● Record excerpts:
+===+

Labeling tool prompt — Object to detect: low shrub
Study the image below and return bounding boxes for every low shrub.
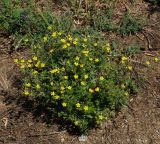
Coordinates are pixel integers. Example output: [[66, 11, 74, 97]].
[[15, 31, 140, 133]]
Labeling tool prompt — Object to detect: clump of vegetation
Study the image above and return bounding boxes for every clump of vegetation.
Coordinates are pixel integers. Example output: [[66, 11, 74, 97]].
[[0, 0, 72, 49], [15, 31, 141, 133], [146, 0, 160, 4], [119, 12, 144, 35]]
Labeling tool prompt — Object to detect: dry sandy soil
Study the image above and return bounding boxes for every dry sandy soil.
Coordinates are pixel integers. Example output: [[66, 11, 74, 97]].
[[0, 0, 160, 144]]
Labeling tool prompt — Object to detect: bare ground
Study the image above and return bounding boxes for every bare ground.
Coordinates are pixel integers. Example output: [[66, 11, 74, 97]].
[[0, 1, 160, 144]]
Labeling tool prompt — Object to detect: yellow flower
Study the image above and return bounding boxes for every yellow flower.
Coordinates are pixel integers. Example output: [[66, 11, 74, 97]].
[[64, 76, 68, 79], [128, 66, 133, 71], [74, 121, 79, 126], [89, 58, 93, 61], [106, 43, 110, 47], [67, 86, 72, 90], [61, 86, 65, 91], [89, 88, 94, 93], [73, 41, 78, 45], [35, 61, 41, 67], [83, 38, 88, 42], [33, 70, 38, 75], [20, 64, 25, 69], [75, 56, 80, 61], [25, 83, 31, 87], [43, 36, 48, 43], [84, 74, 88, 79], [52, 32, 57, 38], [122, 56, 127, 61], [106, 47, 111, 53], [50, 68, 59, 74], [81, 81, 86, 86], [68, 35, 73, 42], [33, 45, 37, 49], [74, 74, 78, 79], [62, 102, 67, 107], [41, 63, 45, 68], [33, 56, 38, 61], [74, 38, 79, 41], [24, 39, 29, 42], [51, 91, 55, 96], [82, 50, 89, 55], [60, 39, 66, 43], [121, 84, 126, 89], [24, 90, 29, 95], [154, 57, 159, 62], [28, 64, 32, 68], [80, 64, 84, 68], [14, 59, 18, 63], [74, 62, 78, 66], [95, 87, 100, 92], [63, 44, 68, 49], [47, 26, 52, 30], [83, 106, 88, 111], [124, 92, 129, 96], [50, 82, 54, 86], [61, 90, 64, 94], [36, 84, 41, 89], [82, 44, 87, 48], [61, 67, 65, 71], [28, 59, 32, 63], [98, 115, 104, 120], [58, 32, 63, 36], [20, 59, 25, 63], [95, 58, 99, 62], [76, 103, 81, 108], [146, 61, 151, 65], [99, 76, 104, 81], [67, 43, 71, 47], [49, 49, 54, 53], [93, 43, 98, 47], [54, 95, 59, 100]]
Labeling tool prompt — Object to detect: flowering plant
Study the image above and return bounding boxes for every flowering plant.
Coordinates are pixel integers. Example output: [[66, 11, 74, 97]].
[[15, 27, 136, 133]]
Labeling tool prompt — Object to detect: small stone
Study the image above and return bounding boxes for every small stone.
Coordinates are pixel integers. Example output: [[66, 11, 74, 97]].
[[78, 135, 88, 142]]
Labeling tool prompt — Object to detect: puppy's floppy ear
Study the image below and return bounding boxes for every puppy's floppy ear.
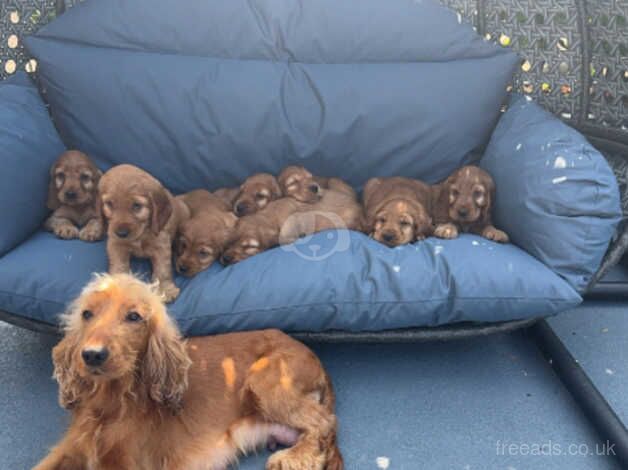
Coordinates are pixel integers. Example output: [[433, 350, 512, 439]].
[[481, 175, 495, 224], [142, 303, 192, 414], [52, 333, 87, 409], [270, 178, 283, 199], [150, 187, 172, 235], [46, 163, 61, 211]]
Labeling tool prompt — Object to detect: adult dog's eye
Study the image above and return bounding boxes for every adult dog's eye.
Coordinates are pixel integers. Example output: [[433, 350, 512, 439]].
[[125, 310, 142, 323]]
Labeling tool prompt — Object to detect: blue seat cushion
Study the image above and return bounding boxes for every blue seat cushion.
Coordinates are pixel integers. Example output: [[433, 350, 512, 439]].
[[0, 231, 581, 335], [480, 95, 622, 292], [26, 0, 517, 193], [0, 72, 65, 256]]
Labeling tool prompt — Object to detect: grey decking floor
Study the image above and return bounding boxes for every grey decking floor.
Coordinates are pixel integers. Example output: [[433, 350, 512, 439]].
[[0, 304, 628, 470]]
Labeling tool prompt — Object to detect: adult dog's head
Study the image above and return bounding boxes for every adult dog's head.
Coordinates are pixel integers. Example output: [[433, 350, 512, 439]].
[[52, 274, 191, 411], [233, 173, 281, 217], [277, 165, 323, 203], [98, 165, 173, 241], [439, 165, 495, 225], [47, 150, 102, 210]]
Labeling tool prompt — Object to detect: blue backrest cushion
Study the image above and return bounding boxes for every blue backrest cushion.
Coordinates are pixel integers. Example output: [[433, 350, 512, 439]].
[[0, 72, 65, 256], [27, 0, 517, 193], [480, 95, 621, 292]]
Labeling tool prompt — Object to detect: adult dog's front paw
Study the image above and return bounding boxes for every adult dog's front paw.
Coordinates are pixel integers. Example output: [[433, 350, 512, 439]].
[[79, 221, 103, 242], [266, 448, 326, 470], [159, 281, 181, 304], [482, 225, 510, 243], [53, 224, 79, 240], [434, 224, 458, 239]]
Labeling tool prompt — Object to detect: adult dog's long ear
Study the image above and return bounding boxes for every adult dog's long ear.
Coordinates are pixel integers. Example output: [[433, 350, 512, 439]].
[[46, 164, 61, 211], [52, 333, 87, 409], [142, 303, 192, 414], [150, 188, 172, 235]]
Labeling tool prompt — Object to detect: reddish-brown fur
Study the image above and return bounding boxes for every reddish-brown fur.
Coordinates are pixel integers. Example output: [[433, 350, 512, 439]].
[[175, 189, 238, 277], [221, 197, 304, 265], [44, 150, 105, 242], [432, 165, 508, 243], [363, 177, 433, 246], [277, 165, 355, 203], [99, 165, 190, 302], [35, 274, 343, 470], [233, 173, 281, 217]]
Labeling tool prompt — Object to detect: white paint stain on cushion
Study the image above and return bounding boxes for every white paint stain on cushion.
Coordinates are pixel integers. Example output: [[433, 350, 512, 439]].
[[554, 155, 567, 169]]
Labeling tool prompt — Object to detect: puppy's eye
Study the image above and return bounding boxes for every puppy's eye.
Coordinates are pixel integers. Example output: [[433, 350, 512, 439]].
[[124, 310, 142, 323]]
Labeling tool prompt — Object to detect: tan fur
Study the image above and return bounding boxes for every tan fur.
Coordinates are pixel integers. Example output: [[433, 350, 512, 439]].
[[233, 173, 281, 217], [279, 189, 364, 245], [277, 165, 356, 203], [432, 165, 509, 243], [175, 189, 238, 277], [221, 197, 304, 265], [363, 177, 433, 247], [99, 165, 190, 302], [35, 274, 343, 470], [44, 150, 105, 242]]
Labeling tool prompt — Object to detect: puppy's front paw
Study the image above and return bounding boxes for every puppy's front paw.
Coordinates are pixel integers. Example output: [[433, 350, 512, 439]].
[[266, 449, 326, 470], [434, 224, 458, 239], [79, 221, 103, 242], [482, 225, 510, 243], [159, 281, 181, 304], [53, 224, 79, 240]]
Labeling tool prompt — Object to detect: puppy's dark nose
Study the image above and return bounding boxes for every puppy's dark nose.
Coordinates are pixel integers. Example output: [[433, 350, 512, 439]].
[[236, 202, 246, 215], [81, 348, 109, 367], [382, 232, 395, 242], [116, 227, 129, 238]]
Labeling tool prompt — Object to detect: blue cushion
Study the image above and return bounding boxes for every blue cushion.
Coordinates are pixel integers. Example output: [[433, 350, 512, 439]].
[[0, 72, 65, 256], [27, 0, 517, 192], [0, 231, 581, 335], [481, 96, 621, 291]]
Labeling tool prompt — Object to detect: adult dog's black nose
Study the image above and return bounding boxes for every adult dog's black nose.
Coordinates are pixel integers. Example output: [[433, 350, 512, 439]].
[[81, 347, 109, 367], [382, 232, 395, 242], [236, 202, 246, 215], [116, 227, 129, 238]]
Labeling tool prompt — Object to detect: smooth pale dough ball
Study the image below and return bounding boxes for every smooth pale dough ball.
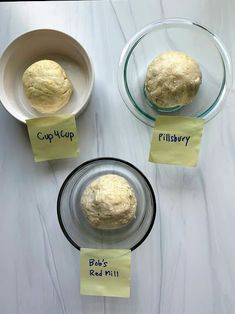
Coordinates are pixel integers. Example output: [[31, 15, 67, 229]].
[[81, 174, 137, 229], [22, 60, 72, 113], [145, 51, 202, 108]]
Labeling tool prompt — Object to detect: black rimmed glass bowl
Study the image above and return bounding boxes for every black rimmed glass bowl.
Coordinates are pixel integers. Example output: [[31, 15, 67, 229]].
[[118, 19, 232, 126], [57, 158, 156, 250]]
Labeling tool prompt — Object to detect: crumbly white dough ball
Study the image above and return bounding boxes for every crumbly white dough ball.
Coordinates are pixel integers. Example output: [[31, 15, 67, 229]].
[[22, 60, 72, 113], [81, 174, 137, 229], [145, 51, 202, 108]]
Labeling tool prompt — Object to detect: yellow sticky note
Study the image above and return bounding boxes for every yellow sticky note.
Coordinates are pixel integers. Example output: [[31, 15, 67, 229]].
[[80, 248, 131, 298], [149, 116, 204, 167], [26, 115, 78, 161]]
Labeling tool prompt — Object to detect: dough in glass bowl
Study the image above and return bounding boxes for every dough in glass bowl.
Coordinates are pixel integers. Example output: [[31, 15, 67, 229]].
[[81, 174, 137, 229], [144, 51, 202, 108], [22, 60, 73, 113]]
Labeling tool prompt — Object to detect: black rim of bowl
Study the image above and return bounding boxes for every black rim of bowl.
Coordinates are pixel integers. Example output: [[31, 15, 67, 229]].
[[57, 157, 157, 251]]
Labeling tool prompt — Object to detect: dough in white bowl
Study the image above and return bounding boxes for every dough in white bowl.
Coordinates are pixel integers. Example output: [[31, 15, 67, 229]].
[[22, 60, 73, 113], [145, 51, 202, 108], [81, 174, 137, 229]]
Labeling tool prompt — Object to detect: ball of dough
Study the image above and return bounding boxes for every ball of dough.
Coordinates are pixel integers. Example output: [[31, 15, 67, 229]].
[[81, 174, 137, 229], [145, 51, 202, 108], [22, 60, 72, 113]]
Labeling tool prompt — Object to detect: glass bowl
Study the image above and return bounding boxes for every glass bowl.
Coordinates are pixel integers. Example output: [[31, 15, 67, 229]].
[[118, 19, 232, 126], [57, 158, 156, 250]]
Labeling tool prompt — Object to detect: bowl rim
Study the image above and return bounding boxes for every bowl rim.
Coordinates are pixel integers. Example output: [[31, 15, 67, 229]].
[[0, 28, 95, 124], [118, 18, 233, 127], [57, 157, 157, 251]]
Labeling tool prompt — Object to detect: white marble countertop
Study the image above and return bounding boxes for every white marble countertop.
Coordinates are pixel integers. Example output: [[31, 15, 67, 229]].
[[0, 0, 235, 314]]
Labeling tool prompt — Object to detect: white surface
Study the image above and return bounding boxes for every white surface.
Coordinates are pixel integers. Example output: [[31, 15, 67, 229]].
[[0, 0, 235, 314]]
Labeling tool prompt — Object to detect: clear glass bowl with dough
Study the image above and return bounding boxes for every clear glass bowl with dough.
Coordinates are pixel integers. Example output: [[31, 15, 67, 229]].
[[118, 19, 232, 126], [57, 158, 156, 250]]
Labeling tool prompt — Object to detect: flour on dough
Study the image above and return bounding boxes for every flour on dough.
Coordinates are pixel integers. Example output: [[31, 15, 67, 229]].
[[81, 174, 137, 229], [145, 51, 202, 108], [22, 60, 72, 113]]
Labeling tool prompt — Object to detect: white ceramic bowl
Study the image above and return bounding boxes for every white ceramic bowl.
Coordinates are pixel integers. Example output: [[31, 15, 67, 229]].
[[118, 19, 232, 126], [0, 29, 94, 123]]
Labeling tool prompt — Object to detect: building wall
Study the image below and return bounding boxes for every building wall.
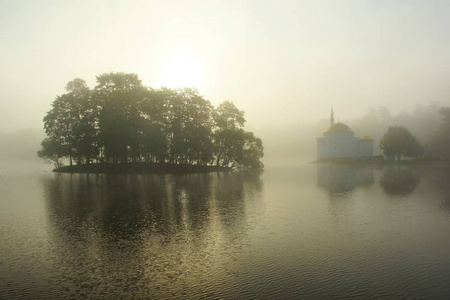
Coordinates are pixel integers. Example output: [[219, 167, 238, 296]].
[[324, 132, 357, 158]]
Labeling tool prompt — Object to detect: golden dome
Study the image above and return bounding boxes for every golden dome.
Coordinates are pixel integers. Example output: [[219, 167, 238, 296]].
[[327, 122, 352, 132]]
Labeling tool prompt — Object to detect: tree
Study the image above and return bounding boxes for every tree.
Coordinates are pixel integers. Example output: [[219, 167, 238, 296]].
[[428, 107, 450, 159], [38, 73, 263, 168], [380, 126, 423, 160], [37, 138, 65, 168]]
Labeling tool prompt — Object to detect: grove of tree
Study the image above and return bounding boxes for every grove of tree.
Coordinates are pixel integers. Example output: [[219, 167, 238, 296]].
[[380, 126, 424, 160], [38, 73, 264, 169]]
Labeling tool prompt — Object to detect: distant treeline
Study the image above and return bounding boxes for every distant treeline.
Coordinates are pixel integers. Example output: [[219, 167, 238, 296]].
[[38, 73, 264, 168]]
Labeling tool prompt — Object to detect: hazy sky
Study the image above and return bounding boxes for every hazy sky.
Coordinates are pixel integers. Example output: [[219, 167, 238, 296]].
[[0, 0, 450, 132]]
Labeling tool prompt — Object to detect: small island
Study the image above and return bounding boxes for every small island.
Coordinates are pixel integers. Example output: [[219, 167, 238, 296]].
[[38, 73, 264, 173]]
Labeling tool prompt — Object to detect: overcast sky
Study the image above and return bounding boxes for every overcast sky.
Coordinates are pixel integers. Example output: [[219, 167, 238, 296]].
[[0, 0, 450, 132]]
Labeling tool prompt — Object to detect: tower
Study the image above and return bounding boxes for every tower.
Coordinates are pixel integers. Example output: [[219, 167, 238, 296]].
[[330, 106, 334, 126]]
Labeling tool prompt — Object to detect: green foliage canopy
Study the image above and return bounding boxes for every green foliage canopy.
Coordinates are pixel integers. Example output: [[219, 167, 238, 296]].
[[380, 126, 424, 160], [38, 73, 264, 169]]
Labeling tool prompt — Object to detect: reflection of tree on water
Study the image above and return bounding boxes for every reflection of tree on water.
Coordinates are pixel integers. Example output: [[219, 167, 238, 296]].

+===+

● The problem: Reproduce everything from the start of the records down to the line containing "[[0, 0, 160, 144]]", requests included, offsetting every bounding-box coordinate in the answers by 61. Leave the pictures out.

● Written solution:
Labeling tool prompt — Object to detect: low shrub
Study the image below and return bounding boxes for every low shrub.
Coordinates are pixel integers. Example output: [[66, 11, 74, 97]].
[[76, 92, 201, 194]]
Labeling tool prompt — Object to detect: clump of vegetation
Study the image above and return bounding boxes for every clump of vegetation.
Coordinates are pixel integers. Example output: [[66, 11, 74, 97]].
[[61, 61, 133, 110], [76, 92, 202, 194], [207, 61, 221, 65], [180, 73, 205, 96]]
Labeling tool prompt — Object to detect: dry sandy soil
Study the image above and return bounding boxes for every dry sandy soil.
Coordinates are pixel integers. Example output: [[66, 11, 74, 97]].
[[61, 61, 221, 205]]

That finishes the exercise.